### What the task requires
A faithful, word-for-word copy of the records is required, and it must contain no pictures.

Data items:
----

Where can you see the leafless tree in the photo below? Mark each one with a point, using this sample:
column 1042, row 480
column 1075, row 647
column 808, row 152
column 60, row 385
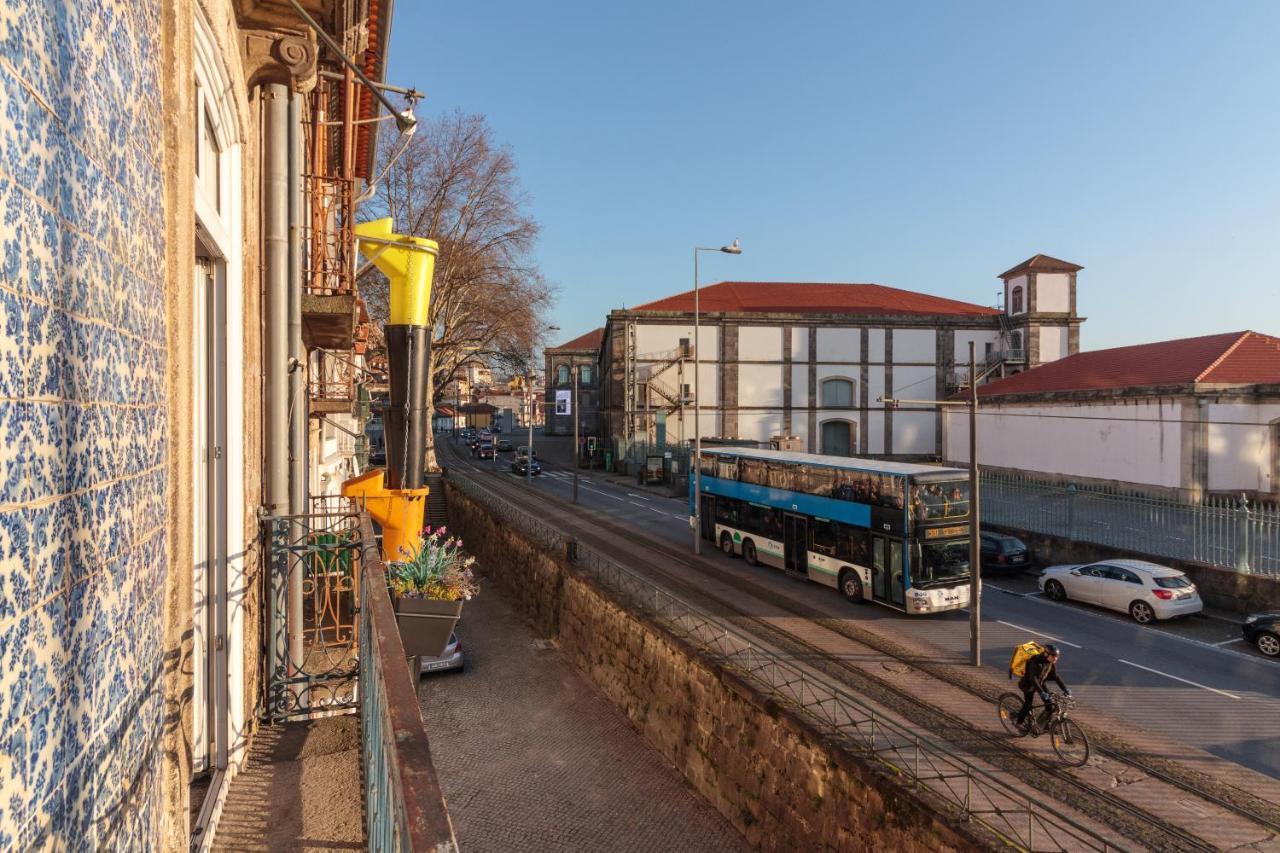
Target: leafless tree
column 452, row 183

----

### Result
Where can you see the leafless tree in the photo below? Mark each one with a point, using this sample:
column 1042, row 480
column 1075, row 647
column 808, row 152
column 60, row 385
Target: leafless tree
column 452, row 183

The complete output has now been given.